» QUESTIONS TO ANSWER:
• A. In the Cosmos DB endpoint issue, what does _dbClient.Endpoint.Host return instead of the regional endpoint that was actually used?
• B. Continue the thread about getting the regional Cosmos DB endpoint used by an operation, starting right after its last sentence.

[PAGE EXCERPT]

Azure / azure-cosmos-dotnet-v3

.NET SDK for Azure Cosmos DB for the core SQL API
MIT License
739 stars 493 forks source link

Get endpoint that was used in a query/operation #2333

Closed sebader closed 3 years ago

sebader commented 3 years ago

Is your feature request related to a problem? Please describe. I'm using DirectMode to connect to a multi-master Cosmos DB and am using ApplicationRegion to connect to the closest instance. That works well. However, as DirectMode has very limited automatic tracing with ApplicationInsights, I'm adding my own instrumentation like this:

        public async Task<Claim> GetClaimAsync(string claimId, string partitionkey)
        {
            var startTime = DateTime.UtcNow;
            ResponseMessage responseMessage = null;
            var success = false;
            try
            {
                // Read the item as a stream.
                using (responseMessage = await this._claimsContainer.ReadItemStreamAsync(
                    partitionKey: new PartitionKey(partitionkey),
                    id: claimId))
                {
                    if (responseMessage.IsSuccessStatusCode)
                    {
                        Claim claim = FromStream<Claim>(responseMessage.Content);
                        return claim;
                    }
                    else if (responseMessage.StatusCode == HttpStatusCode.NotFound)
                    {
                        // No Claim found for the id/partitionkey
                        return null;
                    }
                    else
                    {
                        throw new Exception($"Exception on GetClaimAsync query. Code={responseMessage.StatusCode}");
                    }
                }
            }
            finally
            {
                var telemetry = new DependencyTelemetry()
                {
                    Type = "Azure DocumentDB",
                    Data = $"ClaimId={claimId}, Partitionkey={partitionkey}",
                    Name = "Query GetClaim",
                    Timestamp = startTime,
                    Duration = responseMessage != null ? responseMessage.Diagnostics.GetClientElapsedTime() : DateTime.UtcNow - startTime,
                    Target = _dbClient.Endpoint.Host,
                    Success = success
                };
                if (responseMessage != null)
                    telemetry.Metrics.Add("CosmosDbRequestUnits", responseMessage.Headers.RequestCharge);
                _telemetryClient.TrackDependency(telemetry);
            }
        }

The problem is that _dbClient.Endpoint.Host will always return the main endpoint of the database, but not the regional one that was actually used. So instead of e.g. https://mydb-eastus2.documents.azure.com:443/ or https://mydb-northeurope.documents.azure.com:443/ this just gives me https://mydb.documents.azure.com:443/ This of course then skews my monitoring. Debugging into this I can see that, in the above example, _claimsContainer has an internal property ClientContext.DocumentClient which seems to have the information I'm looking for with ReadEndpoint and WriteEndpoint. image

Is there anyway to get this at runtime?

[/PAGE EXCERPT]
[INPUT DATA]

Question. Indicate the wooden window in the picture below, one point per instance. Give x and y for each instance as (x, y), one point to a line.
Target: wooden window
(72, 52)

[/INPUT DATA]

» REPLIES:
• A. The main endpoint of the database, such as https://mydb.documents.azure.com:443/.

• B.
Describe the solution you'd like For proper tracing I need to know which endpoints a query actually hit.

Describe alternatives you've considered Using reflection...?!

j82w commented 3 years ago

@sebader can you try the latest 3.18.0-preview which contains a new API GetContactedRegions on the CosmosDiagnostics https://github.com/Azure/azure-cosmos-dotnet-v3/pull/2312? Please let us know if it doesn't solve your issue.

sebader commented 3 years ago

That looks exactly like what I’m looking for :) will give it a try tomorrow

sebader commented 3 years ago

thanks @j82w this works like a charm! :)

Can you maybe explain a bit more background when there would be more than one contacted region in the list? I assume that would that mean it has tried one region (how many times?) before it tried the next one?!

j82w commented 3 years ago

Please take a look at this documentation and make sure you have the client configured properly. By default it will only try the primary region.

https://docs.microsoft.com/en-us/azure/cosmos-db/troubleshoot-sdk-availability https://docs.microsoft.com/en-us/azure/cosmos-db/troubleshoot-dot-net-sdk?tabs=diagnostics-v3#retry-logic-

There is a lot of different scenarios that can cause it to retry on another region. The number of retries varies depending on the exception that is being hit. For example if the SDK gets a 503 when attempting to do a read item it will try going to secondary region assuming the SDK is properly configured. The ClientRetry policy handles most of the cross region failover logic.